*INPUT FOR THIS TASK*.
•••••

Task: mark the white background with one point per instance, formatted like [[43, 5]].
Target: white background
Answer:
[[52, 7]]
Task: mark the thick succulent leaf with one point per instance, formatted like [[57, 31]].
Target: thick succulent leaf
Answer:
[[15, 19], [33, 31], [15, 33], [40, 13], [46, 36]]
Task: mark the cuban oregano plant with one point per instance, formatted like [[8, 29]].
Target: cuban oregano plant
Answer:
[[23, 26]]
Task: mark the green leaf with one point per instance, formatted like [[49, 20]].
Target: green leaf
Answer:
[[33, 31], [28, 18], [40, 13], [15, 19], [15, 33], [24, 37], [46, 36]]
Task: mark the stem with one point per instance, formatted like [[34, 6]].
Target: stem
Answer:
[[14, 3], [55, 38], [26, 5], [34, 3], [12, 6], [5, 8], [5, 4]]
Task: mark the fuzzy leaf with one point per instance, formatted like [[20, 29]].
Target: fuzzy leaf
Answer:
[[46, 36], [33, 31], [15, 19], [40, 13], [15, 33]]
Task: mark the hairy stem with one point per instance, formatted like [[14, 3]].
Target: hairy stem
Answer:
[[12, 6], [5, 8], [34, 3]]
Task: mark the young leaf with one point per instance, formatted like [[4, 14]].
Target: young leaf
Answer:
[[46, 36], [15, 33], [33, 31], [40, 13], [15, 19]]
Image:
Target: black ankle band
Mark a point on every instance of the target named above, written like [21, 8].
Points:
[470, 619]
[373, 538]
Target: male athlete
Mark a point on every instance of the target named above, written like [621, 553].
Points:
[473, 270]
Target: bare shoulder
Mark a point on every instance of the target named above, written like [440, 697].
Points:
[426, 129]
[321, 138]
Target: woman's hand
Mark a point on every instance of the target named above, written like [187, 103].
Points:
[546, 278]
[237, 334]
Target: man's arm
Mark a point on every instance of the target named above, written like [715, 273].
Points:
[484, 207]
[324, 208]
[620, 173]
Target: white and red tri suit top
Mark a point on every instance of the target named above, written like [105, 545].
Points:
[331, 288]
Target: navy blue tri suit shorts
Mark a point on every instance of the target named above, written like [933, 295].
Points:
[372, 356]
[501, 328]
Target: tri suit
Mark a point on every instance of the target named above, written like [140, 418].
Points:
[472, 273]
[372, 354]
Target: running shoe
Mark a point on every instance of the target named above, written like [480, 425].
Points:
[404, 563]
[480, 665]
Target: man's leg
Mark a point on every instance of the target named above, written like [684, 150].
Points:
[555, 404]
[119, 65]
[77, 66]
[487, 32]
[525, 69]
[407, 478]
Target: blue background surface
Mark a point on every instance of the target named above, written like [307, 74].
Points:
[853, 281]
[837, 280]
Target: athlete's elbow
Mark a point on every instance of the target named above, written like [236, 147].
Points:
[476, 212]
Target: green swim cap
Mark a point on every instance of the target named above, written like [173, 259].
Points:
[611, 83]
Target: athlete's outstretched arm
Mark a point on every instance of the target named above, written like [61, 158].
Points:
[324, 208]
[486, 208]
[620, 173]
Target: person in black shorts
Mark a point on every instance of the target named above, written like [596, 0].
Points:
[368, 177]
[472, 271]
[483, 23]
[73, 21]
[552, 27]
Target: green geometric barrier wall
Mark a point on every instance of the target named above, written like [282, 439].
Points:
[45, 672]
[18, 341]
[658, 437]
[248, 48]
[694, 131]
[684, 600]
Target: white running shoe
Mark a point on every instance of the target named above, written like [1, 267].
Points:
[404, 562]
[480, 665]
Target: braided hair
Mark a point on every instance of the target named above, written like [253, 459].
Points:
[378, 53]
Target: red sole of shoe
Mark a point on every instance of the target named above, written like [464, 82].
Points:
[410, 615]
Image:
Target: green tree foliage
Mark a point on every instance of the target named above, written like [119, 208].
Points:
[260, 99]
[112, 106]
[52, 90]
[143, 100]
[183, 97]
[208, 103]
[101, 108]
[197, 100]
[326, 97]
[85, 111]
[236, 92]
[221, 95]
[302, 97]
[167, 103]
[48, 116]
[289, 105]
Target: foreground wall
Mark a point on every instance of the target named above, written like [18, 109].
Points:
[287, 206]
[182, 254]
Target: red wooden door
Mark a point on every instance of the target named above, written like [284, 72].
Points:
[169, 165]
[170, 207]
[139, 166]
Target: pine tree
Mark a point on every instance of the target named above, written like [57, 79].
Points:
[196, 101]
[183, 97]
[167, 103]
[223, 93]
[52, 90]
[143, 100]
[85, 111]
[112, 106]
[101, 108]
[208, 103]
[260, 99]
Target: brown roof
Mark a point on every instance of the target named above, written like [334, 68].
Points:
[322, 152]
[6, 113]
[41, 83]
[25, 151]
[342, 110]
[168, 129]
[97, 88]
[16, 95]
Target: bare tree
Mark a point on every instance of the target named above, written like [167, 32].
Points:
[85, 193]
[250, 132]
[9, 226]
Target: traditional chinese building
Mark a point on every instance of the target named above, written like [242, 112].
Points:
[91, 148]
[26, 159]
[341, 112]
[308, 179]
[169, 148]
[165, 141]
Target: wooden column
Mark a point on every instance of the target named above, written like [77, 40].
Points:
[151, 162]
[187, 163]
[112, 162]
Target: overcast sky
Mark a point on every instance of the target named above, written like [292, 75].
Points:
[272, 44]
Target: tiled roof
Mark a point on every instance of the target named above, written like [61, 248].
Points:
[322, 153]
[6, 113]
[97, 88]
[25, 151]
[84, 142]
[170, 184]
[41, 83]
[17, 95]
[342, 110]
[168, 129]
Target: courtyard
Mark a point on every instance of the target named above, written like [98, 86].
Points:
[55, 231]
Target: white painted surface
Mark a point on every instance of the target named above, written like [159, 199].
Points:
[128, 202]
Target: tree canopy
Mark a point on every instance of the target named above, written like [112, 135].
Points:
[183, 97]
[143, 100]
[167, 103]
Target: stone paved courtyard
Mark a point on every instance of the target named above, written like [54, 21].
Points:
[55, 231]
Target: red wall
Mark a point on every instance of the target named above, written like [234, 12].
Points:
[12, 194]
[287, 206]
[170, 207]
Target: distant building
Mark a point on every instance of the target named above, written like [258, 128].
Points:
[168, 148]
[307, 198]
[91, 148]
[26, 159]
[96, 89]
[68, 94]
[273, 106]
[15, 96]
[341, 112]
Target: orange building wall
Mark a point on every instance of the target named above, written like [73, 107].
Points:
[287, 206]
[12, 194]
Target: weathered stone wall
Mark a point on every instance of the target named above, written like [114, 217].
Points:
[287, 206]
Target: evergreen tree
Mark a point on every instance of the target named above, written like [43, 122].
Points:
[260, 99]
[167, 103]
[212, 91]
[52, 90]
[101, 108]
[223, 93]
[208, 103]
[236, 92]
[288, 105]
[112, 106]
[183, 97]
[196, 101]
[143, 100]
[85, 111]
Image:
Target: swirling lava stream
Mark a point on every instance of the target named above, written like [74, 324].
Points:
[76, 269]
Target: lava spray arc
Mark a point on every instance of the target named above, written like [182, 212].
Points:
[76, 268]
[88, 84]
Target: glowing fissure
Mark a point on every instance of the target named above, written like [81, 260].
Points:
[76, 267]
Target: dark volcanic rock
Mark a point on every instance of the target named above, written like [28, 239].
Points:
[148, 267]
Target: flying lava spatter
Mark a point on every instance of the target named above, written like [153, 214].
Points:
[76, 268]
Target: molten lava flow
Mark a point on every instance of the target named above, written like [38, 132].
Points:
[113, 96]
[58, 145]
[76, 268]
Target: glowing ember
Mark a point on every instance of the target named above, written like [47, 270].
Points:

•••••

*WHAT IS NEEDED*. Please copy out the lines from the line containing "Task: mark the cuban" up to and including the line containing "6], [5, 8], [5, 4]]".

*CORRECT RESULT*.
Task: mark the cuban oregano plant with one point per instance, formatted like [[8, 29]].
Target: cuban oregano plant
Answer:
[[23, 26]]
Task: mark the green leaf with one point per instance, formatted like [[49, 20]].
Target: green leaf
Answer:
[[33, 31], [28, 18], [40, 13], [15, 19], [15, 33], [24, 37], [46, 36]]
Task: mark the stem with one point per instance, formatted like [[34, 6]].
Target: stem
Answer:
[[14, 3], [55, 38], [26, 5], [34, 3], [12, 6], [5, 8], [5, 4]]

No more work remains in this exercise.